Ejercicio 1:
Responde a partir del texto sobre Steiner:
(a) ¿A quién considera Steiner «el verdadero sucesor de Proust»?
(b) ¿Con qué libro soñaba Walter Benjamin?
(c) ¿Qué prohíbe el mandato mosaico citado en el capítulo «Sión»?
Ejercicio 2:
Prosigue el texto sobre Steiner a partir de su última oración.

Texto de la página:
________________

Steiner, en cierto modo, lo reconoce. Pero la excelencia o la grandeza lo hipnotizan, por no decir que él se somete a autohipnosis con sus propios ensalmos, como vemos en el capítulo «Chinoiserie». En el castillo de Barba Azul contenía la noción, enigmáticamente provocativa, de que «el verdadero sucesor de Proust es Joseph Needham. À la recherche du temps perdu y Science and Civilization in China son resultado de un desarrollo continuo, calculado, de la intelección del pasado». Uno de los libros que Steiner nunca escribió habría sido sobre Needham, un biólogo de Cambridge apasionado por China, que escribió la historia mencionada de las ciencias en ese país. En los años setenta, pese a su «falta de cualificación», Steiner proyectó una «aproximación al hombre y a su obra»: «llevaba mucho tiempo hechizado por la titánica empresa de Needham […]. ¿Había existido un espíritu y un propósito más eruditos desde Leibniz?». Pero el encandilamiento no es necesariamente el mejor escolta de la crítica: comparando peregrinamente a Needham con Proust, Steiner llega a identificar su Historia con un género que se remonta a la Anatomía de la melancolía (1621) de Burton y tiene tanto de ficción pedantesca como de erudición creadora. La magnitud demencial de la empresa, su «estructura cristalográfica», parecía interesarle más que los verdaderos descubrimientos históricos. Steiner exalta la «omnívora sensibilidad», la «visión panóptica» de Needham, preguntándose: «¿Hubo algo que no hubiera leído y retenido?». Es una pregunta insinuante, que uno se hace constantemente con respecto a Steiner.

La fascinación por la glosa, la cita, el comentario del comentario, el libro interminable, es uno de los temas centrales del capítulo «Sión», que trata de la identidad judía. «La adicción a la textualidad ha caracterizado y sigue caracterizando la práctica y el sentimiento de los judíos», escribe Steiner. Se trata casi de un lugar común («los judíos son el pueblo del libro»), pero los ejemplos son concluyentes. Walter Benjamin soñaba con un libro compuesto únicamente de citas; para Steiner «no hay nada más judío que [ese] desiderátum». Tampoco ha habido «nunca una doctrina ni un programa político o social más […] talmúdico en su táctica de debate» que el marxismo. Steiner nota que la preponderancia de judíos en el campo de la lingüística y filosofía del lenguaje, desde Mauthner hasta Chomsky, pasando por Derrida, Roman Jakobson y Wittgenstein, guarda relación con el lugar fundamental de la palabra en el judaísmo. Pero, paradójicamente, «para los judíos, la textualidad ha sido supervivencia y servidumbre, liberación y restricción». El efecto menos nocivo de esta saturación de comentarios o «textualidades parasitaria» es la inhibición de una creatividad artística autónoma (alumbrada en el mandato mosaico de no hacer «esculturas ni imágenes»), una limitación que Steiner, supremo comentarista, siente en carne propia. Pero el autor va más allá y repite su idea de que, en esta relación sagrada con la palabra, en este pacto íntimamente verbal con Dios, está el origen profundo del antisemitismo. El judaísmo, con su reflexividad y perpetuo diálogo interno, plantearía exigencias morales insoportables. «El judío es odiado no por haber matado a Dios sino por haberlo inventado y creado». El texto revelado en el monte Sinaí es, asimismo, una carga.

________________

(Datos de anclaje de expresiones referenciales)
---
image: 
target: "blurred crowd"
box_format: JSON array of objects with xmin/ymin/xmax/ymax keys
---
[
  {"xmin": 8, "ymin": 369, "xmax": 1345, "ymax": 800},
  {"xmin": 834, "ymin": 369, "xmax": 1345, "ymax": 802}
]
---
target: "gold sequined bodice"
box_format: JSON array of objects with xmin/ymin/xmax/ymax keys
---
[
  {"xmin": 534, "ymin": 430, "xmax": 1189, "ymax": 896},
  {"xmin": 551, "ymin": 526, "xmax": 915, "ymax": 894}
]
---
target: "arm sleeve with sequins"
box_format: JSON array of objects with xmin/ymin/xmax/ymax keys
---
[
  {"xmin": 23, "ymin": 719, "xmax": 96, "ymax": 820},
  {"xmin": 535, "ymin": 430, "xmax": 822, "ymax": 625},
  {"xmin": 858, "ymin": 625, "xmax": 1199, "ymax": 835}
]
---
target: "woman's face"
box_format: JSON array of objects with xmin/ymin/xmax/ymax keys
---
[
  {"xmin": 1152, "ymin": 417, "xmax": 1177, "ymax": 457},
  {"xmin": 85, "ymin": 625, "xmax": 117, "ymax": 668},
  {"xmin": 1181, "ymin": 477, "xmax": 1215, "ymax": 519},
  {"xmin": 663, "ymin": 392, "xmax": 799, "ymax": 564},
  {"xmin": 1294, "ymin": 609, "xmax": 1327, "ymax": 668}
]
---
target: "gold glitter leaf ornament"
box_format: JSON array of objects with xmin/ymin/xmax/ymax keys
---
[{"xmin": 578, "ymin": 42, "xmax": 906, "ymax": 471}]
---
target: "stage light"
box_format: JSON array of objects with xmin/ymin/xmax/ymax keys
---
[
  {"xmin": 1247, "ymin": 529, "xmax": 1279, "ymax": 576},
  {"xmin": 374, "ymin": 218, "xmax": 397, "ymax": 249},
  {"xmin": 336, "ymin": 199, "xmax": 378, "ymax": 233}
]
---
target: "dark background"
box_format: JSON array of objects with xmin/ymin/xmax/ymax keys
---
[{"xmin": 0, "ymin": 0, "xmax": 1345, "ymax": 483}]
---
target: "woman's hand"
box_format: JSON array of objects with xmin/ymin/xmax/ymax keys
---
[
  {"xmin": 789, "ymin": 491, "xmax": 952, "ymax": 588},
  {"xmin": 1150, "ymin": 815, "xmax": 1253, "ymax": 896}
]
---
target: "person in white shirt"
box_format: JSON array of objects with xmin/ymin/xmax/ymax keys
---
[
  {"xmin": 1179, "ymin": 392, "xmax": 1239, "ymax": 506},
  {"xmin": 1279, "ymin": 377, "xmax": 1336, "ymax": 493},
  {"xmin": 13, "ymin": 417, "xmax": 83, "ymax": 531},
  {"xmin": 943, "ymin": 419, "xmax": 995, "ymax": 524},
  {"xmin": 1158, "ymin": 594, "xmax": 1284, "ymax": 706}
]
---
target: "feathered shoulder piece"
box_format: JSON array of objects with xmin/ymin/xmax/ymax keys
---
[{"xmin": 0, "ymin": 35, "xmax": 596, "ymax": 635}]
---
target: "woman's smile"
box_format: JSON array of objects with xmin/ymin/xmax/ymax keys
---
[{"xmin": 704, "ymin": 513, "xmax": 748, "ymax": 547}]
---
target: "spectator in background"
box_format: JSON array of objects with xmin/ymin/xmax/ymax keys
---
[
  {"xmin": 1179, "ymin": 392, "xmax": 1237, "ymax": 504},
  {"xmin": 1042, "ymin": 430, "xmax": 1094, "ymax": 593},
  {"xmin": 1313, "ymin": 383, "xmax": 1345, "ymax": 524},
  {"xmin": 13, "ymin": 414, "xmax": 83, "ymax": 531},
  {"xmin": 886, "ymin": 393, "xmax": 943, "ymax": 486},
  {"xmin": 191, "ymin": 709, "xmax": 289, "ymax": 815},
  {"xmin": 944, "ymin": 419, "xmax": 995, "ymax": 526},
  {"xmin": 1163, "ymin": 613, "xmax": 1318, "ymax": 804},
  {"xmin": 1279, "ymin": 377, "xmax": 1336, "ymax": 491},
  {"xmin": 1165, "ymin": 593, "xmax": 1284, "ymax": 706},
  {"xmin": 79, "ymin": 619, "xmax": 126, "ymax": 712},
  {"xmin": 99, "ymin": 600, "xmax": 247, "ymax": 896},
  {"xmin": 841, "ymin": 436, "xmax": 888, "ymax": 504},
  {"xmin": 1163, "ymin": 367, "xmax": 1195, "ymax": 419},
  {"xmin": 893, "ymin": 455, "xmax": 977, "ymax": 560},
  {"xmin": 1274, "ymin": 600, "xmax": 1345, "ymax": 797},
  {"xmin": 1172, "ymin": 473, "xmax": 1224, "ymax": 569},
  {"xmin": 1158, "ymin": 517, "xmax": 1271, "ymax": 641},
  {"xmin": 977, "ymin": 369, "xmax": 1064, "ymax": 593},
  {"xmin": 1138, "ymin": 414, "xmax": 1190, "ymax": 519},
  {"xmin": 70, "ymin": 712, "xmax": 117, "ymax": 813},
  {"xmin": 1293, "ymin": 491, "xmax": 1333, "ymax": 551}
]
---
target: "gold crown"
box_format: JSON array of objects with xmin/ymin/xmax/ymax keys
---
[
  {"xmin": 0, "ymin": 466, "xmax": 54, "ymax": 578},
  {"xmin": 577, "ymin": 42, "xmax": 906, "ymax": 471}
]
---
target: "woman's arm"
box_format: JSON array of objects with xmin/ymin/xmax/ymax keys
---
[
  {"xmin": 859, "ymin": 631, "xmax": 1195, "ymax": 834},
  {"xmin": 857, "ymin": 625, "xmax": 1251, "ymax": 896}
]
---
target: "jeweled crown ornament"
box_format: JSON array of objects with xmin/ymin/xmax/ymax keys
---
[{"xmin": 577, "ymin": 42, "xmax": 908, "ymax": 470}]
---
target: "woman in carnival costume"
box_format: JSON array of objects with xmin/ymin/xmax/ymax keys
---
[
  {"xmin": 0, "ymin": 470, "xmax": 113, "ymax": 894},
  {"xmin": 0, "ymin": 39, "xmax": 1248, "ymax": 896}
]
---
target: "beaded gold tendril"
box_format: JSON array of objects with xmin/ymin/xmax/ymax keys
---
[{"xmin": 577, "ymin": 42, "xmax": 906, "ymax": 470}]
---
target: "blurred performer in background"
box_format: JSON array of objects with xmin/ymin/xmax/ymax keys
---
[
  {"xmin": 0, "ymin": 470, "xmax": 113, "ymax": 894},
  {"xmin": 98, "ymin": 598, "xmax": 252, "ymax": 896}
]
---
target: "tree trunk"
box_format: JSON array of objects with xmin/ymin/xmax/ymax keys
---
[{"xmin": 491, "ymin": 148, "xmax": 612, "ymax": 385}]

________________

Respuesta 1:
(a) A Joseph Needham.
(b) Con un libro compuesto únicamente de citas.
(c) Hacer «esculturas ni imágenes».

Respuesta 2:
La idea es interesante, aunque indemostrable, como toda noción de fundamento teológico. El fantasma de la teología ronda siempre la casa de Steiner. En el capítulo final del libro, «Petición de principio», el autor lo aborda de manera más directa que nunca, examinando sus convicciones en un terreno del que su obra da pocos signos, su (falta de) fe religiosa. «Hasta en sus cimas metafísico-poéticas, las expresiones que tratan de definir lo divino son sublime cháchara» o inspiradas tautologías, escribe. Pero no hay aquí una condena, sino la aceptación de un «problema perenne», una aporía: no podemos saber qué es lo divino. Steiner se confiesa –el verbo es particularmente apto– no creyente («he llegado a sentir con una convincente intensidad la ausencia de Dios»), pero su rechazo de la religión es religioso. La fe personal, en última instancia, se traslada a las artes, a la apuesta de que la creación verdadera albergue una trascendencia, una «presencia real». Aunque la apuesta es dudosa, suscita imperiosas invocaciones.